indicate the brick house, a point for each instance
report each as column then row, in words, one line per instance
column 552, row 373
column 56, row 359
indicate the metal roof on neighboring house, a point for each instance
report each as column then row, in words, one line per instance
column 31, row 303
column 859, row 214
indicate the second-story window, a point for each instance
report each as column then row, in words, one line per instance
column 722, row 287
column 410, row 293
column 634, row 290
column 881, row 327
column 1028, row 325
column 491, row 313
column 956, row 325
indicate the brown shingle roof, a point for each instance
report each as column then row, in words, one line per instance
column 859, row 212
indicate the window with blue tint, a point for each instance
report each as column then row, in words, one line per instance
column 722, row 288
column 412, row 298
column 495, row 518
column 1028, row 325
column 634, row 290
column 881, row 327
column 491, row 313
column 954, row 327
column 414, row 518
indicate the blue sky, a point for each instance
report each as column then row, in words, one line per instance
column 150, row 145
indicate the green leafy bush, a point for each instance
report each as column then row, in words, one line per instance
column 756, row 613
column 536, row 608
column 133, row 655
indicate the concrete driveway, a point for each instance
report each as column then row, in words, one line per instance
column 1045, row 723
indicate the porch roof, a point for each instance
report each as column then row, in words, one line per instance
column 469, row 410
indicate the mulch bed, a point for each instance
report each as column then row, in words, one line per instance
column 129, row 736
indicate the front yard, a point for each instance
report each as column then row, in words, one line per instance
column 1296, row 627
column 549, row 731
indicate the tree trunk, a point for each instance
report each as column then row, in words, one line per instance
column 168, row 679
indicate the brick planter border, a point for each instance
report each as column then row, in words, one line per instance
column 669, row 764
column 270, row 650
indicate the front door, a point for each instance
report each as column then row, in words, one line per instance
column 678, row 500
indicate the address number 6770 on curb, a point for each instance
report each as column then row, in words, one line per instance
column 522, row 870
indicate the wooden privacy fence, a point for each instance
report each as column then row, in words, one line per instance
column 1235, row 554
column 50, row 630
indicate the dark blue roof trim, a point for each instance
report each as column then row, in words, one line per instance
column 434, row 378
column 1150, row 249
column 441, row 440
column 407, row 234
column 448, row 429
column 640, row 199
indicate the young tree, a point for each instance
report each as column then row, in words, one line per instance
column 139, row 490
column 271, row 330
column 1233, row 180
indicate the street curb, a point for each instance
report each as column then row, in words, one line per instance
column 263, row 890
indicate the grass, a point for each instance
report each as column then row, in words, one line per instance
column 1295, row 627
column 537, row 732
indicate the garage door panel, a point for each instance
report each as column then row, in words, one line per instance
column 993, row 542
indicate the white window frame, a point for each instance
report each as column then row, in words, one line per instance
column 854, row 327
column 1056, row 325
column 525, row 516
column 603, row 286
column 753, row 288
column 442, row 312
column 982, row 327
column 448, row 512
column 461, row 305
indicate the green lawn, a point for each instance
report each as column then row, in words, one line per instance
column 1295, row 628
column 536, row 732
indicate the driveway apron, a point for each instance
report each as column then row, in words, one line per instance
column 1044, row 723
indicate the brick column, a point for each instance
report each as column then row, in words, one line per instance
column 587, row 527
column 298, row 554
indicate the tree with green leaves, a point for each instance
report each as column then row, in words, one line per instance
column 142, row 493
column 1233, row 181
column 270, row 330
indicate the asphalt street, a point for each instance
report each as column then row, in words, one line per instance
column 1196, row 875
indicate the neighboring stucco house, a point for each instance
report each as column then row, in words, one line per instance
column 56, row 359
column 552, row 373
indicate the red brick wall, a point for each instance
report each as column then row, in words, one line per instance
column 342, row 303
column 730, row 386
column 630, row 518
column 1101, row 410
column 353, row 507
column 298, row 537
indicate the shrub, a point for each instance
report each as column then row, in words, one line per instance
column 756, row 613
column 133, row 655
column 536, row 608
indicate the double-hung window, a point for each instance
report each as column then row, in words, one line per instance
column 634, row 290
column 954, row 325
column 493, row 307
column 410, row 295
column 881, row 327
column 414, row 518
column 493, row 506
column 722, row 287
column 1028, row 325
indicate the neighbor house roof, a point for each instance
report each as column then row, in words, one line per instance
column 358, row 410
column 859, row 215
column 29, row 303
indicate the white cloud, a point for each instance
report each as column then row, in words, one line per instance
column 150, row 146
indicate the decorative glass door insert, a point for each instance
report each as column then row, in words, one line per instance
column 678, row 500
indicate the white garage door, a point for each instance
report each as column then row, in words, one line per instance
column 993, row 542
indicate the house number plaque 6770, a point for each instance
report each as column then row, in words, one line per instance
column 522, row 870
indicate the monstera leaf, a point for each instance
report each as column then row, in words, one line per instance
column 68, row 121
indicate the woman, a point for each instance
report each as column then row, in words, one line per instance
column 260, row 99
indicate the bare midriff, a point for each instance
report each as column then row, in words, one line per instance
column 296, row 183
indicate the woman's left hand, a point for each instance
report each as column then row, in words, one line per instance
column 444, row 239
+ + + +
> **Aim of the exercise**: Please write out each entry shown above exactly as given.

> **Worked solution**:
indicate the brick house, a point for each instance
report each as column then row, in words, one line per instance
column 552, row 373
column 56, row 359
indicate the metal roof on neighboring house, a point for each instance
report each as column then row, in words, one line per instance
column 31, row 303
column 859, row 214
indicate the second-story window, a point for each instance
report each as column then row, in words, one line per instance
column 722, row 287
column 410, row 293
column 634, row 290
column 881, row 327
column 1028, row 325
column 491, row 313
column 956, row 325
indicate the brown shingle roof, a point for each instance
report each as column then row, in words, one line per instance
column 859, row 212
indicate the window with blue tint, a point for each instance
report each as column then row, in words, one line per instance
column 722, row 288
column 412, row 298
column 495, row 518
column 1028, row 325
column 634, row 290
column 881, row 327
column 491, row 313
column 954, row 327
column 414, row 518
indicate the blue sky, a point for each instance
report each as column then row, in words, one line per instance
column 150, row 145
indicate the green leafy bush, a point for each instance
report each as column then row, in words, one line per instance
column 756, row 613
column 536, row 608
column 133, row 655
indicate the concrete driveway, a point for each instance
report each as column then row, in words, one line per instance
column 1045, row 723
indicate the porch roof, a point for each instance
report each as column then row, in words, one line per instance
column 469, row 410
indicate the mulch bed, a point for each instance
report each as column then row, in words, one line per instance
column 129, row 736
indicate the front yard, a point for each instance
report each as column then row, in words, one line per instance
column 1296, row 627
column 549, row 731
indicate the tree trunk, a point for each instance
report each as column then row, in words, one line per instance
column 168, row 679
indicate the brick planter border, a point for each instance
report each as column then row, in words, one line per instance
column 669, row 764
column 270, row 650
indicate the front door, a point for each instance
report each as column then row, in words, one line per instance
column 678, row 500
indicate the address number 6770 on curb, a point for each instance
report each as column then row, in words, one line per instance
column 522, row 870
indicate the wooden privacy fence, a point for each instance
report each as column then row, in words, one line per instance
column 1235, row 554
column 50, row 630
indicate the dark blue roof trim, a point for each instance
report each as column then row, in words, one line per instance
column 434, row 378
column 1150, row 249
column 441, row 440
column 407, row 234
column 448, row 429
column 640, row 199
indicate the young tree, a point for each instance
report each as column then row, in words, one line per instance
column 139, row 490
column 271, row 330
column 1233, row 180
indicate the street curb, a point for each instance
report each as column then row, in words, one line per instance
column 263, row 890
indicate the grass, a point for each instance
report each as column then row, in words, one line per instance
column 1295, row 627
column 537, row 732
indicate the garage door panel, a point for each instance
report each as column then row, in words, one line per instance
column 993, row 542
indicate the white window frame, a point for each instance
report each as column then row, in words, one line per instance
column 854, row 327
column 1056, row 325
column 525, row 516
column 603, row 286
column 753, row 288
column 442, row 312
column 982, row 327
column 448, row 512
column 461, row 305
indicate the green lawn, a point for each instance
report each as column then row, in words, one line per instance
column 1295, row 628
column 536, row 732
indicate the driveway apron, a point for each instance
report each as column then row, in words, one line per instance
column 1044, row 723
indicate the brick column, a point for each instance
report each as column then row, in words, one line per instance
column 587, row 527
column 298, row 554
indicate the tree with green leaves, a point for each instance
report each as column then row, in words, one line per instance
column 142, row 493
column 1233, row 181
column 270, row 330
indicate the asphalt street, a point for each instance
report each as column then row, in words, one line per instance
column 1196, row 875
indicate the neighboring stucco house, a point for each instance
report each as column then row, in words, one line per instance
column 56, row 359
column 552, row 373
indicate the red brick wall, a point for each instance
report each as column then row, in words, one line per instance
column 342, row 303
column 730, row 386
column 630, row 518
column 1101, row 410
column 353, row 507
column 298, row 537
indicate the shrub, a point for each instance
report each as column then row, in words, one line per instance
column 756, row 613
column 133, row 655
column 536, row 608
indicate the double-hung window, a point for each instance
report each as column then row, in words, one line per instance
column 634, row 290
column 954, row 325
column 493, row 307
column 410, row 295
column 881, row 327
column 414, row 518
column 493, row 506
column 722, row 287
column 1028, row 325
indicate the neighbor house roof, a point for each instance
report each as column then row, in words, one line per instance
column 358, row 410
column 859, row 215
column 29, row 303
indicate the white cloud, a point for each instance
report each as column then row, in words, one line per instance
column 150, row 146
indicate the decorative glass door insert, a point for each instance
report each as column then row, in words, one line per instance
column 678, row 500
indicate the white garage door, a point for each instance
report each as column then row, in words, one line per instance
column 993, row 542
indicate the house number plaque 6770, a point for each instance
report each as column then row, in words, one line per instance
column 522, row 870
indicate the monstera leaf, a point for each instance
report each as column then row, in words, one line per instance
column 68, row 121
indicate the woman, a point for each instance
report each as column then row, in words, one line per instance
column 260, row 99
indicate the bare midriff, a point for each instance
report each as column then row, in words, one line per instance
column 296, row 183
indicate the woman's left hand, a point for each instance
report each as column then row, in words, one line per instance
column 444, row 239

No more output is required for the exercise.